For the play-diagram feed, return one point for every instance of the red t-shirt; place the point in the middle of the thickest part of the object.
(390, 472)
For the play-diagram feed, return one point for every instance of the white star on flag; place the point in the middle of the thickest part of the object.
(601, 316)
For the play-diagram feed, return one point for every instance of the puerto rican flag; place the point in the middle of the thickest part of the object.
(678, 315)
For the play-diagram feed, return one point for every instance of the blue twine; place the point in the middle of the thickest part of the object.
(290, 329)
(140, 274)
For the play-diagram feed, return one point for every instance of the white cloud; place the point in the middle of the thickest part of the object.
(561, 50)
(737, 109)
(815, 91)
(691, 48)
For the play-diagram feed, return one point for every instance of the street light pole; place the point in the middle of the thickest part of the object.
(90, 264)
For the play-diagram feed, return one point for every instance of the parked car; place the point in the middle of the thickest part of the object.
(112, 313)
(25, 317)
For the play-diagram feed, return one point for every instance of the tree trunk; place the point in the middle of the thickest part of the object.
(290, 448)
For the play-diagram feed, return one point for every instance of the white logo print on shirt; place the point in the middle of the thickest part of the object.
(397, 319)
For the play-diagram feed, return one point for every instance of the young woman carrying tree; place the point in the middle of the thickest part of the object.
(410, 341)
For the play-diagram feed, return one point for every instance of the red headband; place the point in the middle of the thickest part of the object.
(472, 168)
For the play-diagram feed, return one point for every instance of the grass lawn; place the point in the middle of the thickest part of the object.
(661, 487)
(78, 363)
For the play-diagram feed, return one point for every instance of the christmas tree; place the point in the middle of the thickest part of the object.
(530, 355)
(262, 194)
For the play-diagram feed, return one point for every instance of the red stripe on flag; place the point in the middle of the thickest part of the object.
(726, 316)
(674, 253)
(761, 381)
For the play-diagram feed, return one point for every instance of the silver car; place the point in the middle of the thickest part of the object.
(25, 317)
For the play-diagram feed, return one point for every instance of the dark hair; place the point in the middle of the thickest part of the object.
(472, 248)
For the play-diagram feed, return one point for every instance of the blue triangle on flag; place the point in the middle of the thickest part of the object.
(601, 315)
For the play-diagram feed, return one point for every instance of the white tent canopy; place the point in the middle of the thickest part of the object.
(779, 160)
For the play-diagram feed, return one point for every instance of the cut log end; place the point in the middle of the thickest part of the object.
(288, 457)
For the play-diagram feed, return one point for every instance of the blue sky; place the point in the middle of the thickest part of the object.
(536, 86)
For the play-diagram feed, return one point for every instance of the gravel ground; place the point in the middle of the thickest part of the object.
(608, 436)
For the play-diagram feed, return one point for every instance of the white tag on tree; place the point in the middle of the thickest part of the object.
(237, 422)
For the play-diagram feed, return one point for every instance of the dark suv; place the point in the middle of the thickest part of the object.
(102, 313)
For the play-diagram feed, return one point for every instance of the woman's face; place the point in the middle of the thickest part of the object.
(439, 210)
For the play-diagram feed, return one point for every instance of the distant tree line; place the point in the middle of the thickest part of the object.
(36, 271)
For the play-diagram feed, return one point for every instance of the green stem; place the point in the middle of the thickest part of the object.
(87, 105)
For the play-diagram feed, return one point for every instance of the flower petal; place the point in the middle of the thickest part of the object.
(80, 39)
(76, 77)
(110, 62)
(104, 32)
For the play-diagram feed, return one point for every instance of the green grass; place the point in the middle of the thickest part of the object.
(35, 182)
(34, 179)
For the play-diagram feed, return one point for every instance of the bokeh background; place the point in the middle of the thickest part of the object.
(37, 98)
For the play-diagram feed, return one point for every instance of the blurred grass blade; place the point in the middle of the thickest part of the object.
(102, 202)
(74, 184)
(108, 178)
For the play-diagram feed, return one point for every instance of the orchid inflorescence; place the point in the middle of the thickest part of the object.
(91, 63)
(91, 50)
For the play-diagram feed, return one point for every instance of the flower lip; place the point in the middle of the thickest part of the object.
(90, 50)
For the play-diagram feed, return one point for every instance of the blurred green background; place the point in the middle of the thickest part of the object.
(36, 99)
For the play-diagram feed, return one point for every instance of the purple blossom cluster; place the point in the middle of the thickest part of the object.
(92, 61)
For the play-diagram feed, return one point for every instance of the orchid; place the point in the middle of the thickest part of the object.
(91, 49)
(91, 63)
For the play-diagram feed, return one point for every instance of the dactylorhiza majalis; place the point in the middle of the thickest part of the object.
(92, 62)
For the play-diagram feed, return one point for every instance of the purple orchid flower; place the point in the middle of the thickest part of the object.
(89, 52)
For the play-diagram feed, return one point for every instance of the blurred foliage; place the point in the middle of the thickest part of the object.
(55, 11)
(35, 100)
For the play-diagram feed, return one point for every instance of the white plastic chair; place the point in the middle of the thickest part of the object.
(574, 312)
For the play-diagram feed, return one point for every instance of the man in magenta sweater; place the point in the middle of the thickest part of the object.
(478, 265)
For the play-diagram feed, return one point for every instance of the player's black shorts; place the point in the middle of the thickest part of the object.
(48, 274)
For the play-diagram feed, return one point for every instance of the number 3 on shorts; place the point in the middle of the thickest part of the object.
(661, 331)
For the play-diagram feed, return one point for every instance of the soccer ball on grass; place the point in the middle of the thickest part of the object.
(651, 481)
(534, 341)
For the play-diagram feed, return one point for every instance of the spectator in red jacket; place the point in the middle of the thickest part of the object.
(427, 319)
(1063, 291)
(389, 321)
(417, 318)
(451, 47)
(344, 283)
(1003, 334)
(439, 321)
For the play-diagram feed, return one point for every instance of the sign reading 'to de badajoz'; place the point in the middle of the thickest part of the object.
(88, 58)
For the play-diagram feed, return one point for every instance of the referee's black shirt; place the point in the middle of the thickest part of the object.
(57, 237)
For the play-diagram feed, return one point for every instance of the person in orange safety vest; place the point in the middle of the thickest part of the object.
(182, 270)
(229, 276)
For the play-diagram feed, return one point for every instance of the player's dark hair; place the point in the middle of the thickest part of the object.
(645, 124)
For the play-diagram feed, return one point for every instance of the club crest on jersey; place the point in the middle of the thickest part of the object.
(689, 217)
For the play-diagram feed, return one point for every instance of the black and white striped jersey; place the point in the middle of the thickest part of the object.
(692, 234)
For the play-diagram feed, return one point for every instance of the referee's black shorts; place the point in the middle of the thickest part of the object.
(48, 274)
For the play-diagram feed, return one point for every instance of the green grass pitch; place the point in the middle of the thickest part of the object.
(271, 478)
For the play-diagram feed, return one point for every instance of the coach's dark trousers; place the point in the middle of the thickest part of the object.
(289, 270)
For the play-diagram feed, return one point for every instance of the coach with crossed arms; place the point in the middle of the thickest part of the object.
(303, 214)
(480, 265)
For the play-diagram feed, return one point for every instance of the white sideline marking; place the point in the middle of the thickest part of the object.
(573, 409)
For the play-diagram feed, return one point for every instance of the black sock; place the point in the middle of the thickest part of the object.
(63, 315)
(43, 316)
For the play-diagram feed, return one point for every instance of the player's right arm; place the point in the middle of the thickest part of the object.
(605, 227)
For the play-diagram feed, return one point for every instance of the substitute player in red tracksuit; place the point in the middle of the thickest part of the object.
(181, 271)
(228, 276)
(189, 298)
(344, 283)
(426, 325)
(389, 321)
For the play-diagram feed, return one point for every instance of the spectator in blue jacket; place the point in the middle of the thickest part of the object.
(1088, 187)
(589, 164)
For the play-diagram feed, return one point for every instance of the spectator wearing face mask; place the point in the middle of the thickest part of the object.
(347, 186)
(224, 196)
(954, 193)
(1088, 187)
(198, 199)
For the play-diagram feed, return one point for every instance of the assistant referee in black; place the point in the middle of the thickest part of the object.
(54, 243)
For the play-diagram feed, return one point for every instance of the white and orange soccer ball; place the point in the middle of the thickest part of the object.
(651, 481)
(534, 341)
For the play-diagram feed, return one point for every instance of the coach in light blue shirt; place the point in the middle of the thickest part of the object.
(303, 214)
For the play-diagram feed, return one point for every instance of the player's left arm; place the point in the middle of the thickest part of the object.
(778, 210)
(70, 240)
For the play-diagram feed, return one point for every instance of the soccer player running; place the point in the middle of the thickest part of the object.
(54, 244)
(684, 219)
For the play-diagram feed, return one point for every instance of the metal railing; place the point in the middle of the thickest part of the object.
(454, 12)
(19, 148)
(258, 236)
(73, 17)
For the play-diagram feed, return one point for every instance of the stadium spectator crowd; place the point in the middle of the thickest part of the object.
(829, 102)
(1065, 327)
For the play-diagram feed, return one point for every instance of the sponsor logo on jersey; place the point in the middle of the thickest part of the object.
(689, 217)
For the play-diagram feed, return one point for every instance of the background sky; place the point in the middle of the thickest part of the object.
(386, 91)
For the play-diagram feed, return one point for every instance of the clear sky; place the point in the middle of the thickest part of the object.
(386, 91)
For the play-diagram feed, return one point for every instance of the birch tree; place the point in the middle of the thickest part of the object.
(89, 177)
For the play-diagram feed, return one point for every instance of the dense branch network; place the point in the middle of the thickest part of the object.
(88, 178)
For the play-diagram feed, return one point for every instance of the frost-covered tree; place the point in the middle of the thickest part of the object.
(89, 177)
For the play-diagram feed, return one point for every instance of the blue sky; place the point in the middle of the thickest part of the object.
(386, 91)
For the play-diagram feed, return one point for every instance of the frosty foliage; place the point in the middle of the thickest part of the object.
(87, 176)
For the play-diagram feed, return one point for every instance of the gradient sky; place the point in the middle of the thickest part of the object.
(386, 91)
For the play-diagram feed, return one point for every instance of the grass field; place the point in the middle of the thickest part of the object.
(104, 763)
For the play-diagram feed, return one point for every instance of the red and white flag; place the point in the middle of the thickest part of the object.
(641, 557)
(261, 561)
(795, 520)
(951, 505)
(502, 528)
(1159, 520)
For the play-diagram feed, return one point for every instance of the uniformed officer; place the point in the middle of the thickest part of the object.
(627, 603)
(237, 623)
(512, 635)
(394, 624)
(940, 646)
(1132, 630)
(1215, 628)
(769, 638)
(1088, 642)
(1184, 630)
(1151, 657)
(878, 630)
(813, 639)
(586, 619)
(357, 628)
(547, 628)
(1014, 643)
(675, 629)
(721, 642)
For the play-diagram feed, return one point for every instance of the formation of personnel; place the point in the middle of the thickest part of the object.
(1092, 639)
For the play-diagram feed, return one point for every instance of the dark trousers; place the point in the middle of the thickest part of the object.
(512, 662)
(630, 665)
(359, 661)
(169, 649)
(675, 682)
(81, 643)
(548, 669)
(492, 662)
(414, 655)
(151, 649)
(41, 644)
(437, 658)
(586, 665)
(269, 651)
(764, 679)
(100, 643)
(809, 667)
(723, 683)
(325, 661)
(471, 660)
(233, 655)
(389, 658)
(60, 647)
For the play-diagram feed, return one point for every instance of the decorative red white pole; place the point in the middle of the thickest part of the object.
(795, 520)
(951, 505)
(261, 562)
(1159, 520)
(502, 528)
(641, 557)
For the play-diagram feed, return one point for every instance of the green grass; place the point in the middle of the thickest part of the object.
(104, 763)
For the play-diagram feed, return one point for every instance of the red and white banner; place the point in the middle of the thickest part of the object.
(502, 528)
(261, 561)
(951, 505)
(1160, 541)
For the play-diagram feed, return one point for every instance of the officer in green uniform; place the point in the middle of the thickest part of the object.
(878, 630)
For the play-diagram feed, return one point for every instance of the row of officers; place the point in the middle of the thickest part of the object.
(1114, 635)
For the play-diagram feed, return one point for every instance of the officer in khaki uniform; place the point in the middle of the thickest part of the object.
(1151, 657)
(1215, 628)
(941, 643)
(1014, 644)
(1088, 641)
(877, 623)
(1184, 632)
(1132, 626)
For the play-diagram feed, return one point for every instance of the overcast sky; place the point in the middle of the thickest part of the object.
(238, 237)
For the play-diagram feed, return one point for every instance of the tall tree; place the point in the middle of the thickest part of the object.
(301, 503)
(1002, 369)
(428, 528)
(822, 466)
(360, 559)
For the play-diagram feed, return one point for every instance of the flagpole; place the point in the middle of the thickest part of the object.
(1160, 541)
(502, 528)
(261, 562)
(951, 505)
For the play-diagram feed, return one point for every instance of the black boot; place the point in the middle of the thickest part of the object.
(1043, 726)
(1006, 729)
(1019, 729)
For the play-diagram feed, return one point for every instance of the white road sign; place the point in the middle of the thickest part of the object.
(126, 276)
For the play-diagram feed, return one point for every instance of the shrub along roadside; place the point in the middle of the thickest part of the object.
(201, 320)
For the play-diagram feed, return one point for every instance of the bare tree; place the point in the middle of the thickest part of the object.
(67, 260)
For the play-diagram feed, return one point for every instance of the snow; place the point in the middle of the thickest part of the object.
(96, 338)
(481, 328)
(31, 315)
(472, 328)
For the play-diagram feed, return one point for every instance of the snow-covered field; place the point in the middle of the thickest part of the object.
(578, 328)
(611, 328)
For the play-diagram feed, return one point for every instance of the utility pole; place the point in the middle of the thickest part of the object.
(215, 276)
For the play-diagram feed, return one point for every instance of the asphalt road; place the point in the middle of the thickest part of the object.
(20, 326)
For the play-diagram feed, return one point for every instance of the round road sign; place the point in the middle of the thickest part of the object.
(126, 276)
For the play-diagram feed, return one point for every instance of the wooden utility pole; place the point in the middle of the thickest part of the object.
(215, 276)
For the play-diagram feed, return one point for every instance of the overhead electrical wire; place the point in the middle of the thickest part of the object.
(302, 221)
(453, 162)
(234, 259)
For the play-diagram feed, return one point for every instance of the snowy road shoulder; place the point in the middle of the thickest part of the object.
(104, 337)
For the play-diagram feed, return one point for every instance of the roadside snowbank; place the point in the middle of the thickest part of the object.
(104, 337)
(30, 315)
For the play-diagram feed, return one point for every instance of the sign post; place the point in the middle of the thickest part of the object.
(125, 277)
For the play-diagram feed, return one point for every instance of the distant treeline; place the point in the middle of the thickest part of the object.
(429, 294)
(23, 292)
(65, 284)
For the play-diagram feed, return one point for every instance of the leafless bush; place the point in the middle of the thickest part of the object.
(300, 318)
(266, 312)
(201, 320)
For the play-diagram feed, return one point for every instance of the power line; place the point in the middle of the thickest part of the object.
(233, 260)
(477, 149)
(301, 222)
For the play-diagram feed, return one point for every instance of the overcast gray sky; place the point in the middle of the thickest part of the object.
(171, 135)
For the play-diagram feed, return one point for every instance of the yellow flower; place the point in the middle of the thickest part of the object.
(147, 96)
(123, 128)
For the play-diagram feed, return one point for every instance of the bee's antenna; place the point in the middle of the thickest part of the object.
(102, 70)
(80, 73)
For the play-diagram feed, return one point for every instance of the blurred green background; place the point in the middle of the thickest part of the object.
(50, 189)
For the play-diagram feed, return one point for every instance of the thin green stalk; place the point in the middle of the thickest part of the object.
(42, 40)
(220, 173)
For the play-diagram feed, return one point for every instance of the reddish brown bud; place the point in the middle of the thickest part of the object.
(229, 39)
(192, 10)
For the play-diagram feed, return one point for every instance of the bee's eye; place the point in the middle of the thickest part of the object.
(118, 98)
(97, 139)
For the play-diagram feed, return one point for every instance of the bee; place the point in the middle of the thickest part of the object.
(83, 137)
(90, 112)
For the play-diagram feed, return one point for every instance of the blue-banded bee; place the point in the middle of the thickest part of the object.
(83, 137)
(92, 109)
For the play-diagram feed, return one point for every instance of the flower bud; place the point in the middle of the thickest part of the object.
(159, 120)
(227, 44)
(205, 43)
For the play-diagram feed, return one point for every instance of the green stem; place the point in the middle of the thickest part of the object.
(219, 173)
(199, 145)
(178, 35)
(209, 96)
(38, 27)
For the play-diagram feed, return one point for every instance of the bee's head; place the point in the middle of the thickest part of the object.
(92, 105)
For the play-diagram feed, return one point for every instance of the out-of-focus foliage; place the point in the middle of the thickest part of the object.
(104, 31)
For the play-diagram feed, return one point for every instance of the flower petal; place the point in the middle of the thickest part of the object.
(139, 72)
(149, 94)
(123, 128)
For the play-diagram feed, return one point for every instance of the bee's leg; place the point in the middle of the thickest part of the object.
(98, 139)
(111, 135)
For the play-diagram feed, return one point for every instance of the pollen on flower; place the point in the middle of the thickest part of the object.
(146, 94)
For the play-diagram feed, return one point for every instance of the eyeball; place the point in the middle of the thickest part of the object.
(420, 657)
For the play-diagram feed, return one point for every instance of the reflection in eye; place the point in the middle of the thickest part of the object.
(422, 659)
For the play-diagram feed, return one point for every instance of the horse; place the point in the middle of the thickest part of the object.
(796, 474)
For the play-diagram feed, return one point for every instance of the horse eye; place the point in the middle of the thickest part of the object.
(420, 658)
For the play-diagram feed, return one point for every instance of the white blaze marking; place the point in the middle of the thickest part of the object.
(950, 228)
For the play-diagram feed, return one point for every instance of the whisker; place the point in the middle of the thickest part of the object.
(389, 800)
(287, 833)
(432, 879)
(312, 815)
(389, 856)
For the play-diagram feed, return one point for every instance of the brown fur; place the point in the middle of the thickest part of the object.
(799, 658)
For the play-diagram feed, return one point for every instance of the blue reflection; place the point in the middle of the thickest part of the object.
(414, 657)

===

_Exercise instructions_. Retype exactly, and only, the lines from the line holding "of the brown" through the last line of the data; both of those lines count.

_Your response_.
For the play-diagram feed, return one point for every instance of the brown fur; place the point in the middle of the thickest part of the object.
(799, 658)
For the play-diagram feed, return one point for every instance of the blue reflection; place the point in the middle of the thickest part of the object.
(414, 657)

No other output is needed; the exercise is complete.